• _Exercise brief_
Can you update the records below by replacing "agriculture scouting" with "field survey" everywhere, leaving everything else unchanged and omitting the pictures?

• _Given entries_
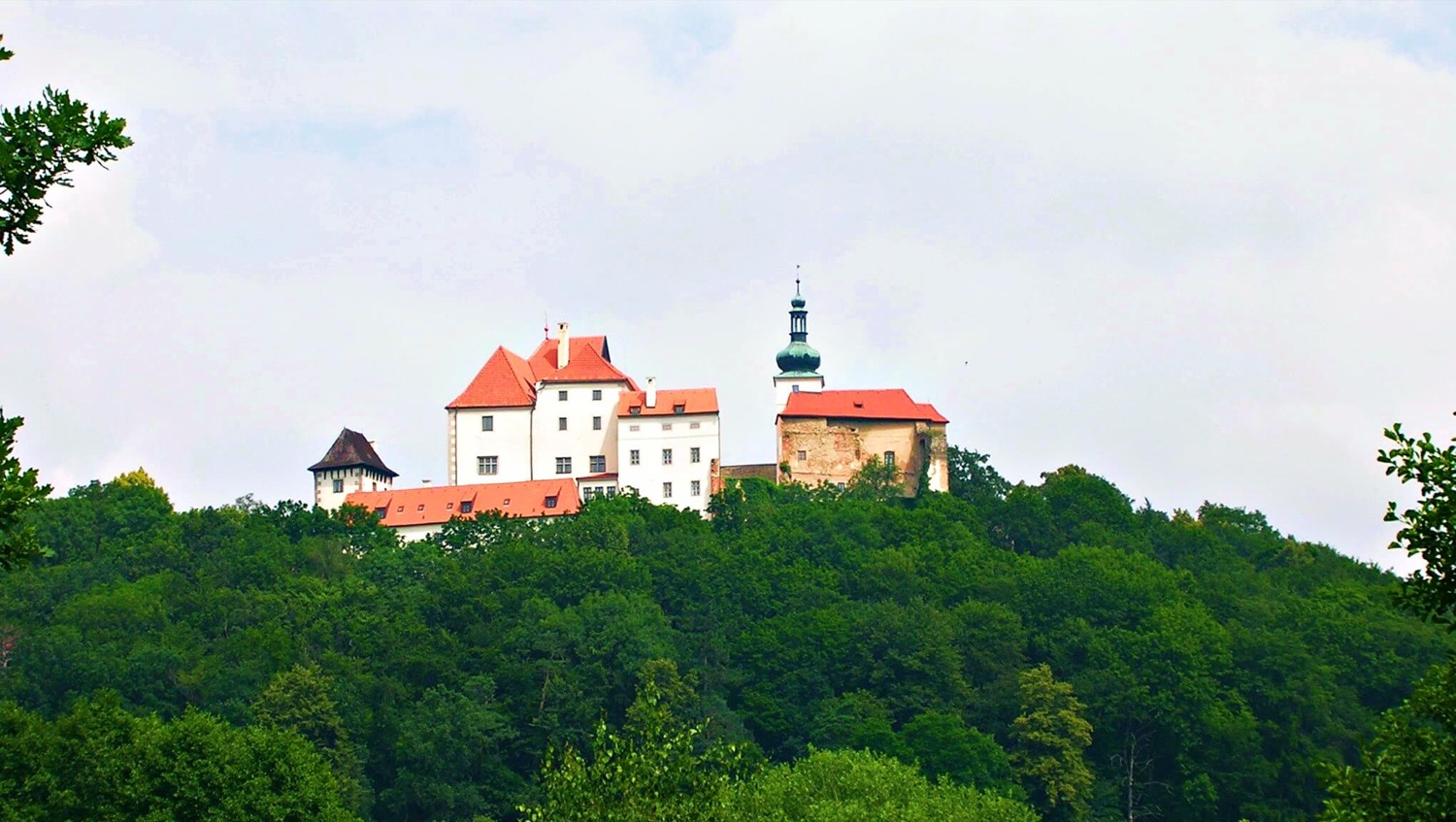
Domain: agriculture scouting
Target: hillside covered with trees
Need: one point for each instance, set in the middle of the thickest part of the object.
(1047, 650)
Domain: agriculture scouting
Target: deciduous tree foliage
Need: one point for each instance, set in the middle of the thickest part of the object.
(40, 145)
(1243, 662)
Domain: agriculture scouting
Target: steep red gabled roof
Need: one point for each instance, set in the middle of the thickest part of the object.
(885, 404)
(351, 449)
(433, 505)
(693, 401)
(588, 361)
(504, 381)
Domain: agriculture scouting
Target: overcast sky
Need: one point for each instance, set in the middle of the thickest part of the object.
(1205, 250)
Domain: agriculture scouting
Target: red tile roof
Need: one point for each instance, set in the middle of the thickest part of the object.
(887, 404)
(433, 505)
(588, 361)
(504, 381)
(693, 401)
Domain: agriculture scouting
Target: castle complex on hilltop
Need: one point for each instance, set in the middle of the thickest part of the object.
(544, 434)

• _Answer to the problem_
Domain: field survey
Target: hillside covered with trees
Need: one point for each instance, set in the middle of the thickest part of the object.
(1047, 650)
Domain: field survey
Target: deciduous tree foliage
Need: one point for each instance, set in the middle of the thickest part of the object.
(40, 145)
(1243, 662)
Domain: field survey
Target: steep red gabled roof
Need: one point for each instance, set in the middle of the thickest part of the object.
(885, 404)
(351, 449)
(433, 505)
(693, 401)
(588, 361)
(504, 381)
Domain: field survey
Target: overcast sky
Need: one point for each instance, set in the middle of the thickest part of the object.
(1205, 250)
Domain: field survey
Target: red tile roof
Need: one point for each instance, set in the middle of the thickest part of the object.
(887, 404)
(433, 505)
(588, 361)
(504, 381)
(693, 401)
Domain: field survey
Target: castle complex on hilltop
Need: one point for each instance, set in the middle of the thickest part of the object.
(544, 434)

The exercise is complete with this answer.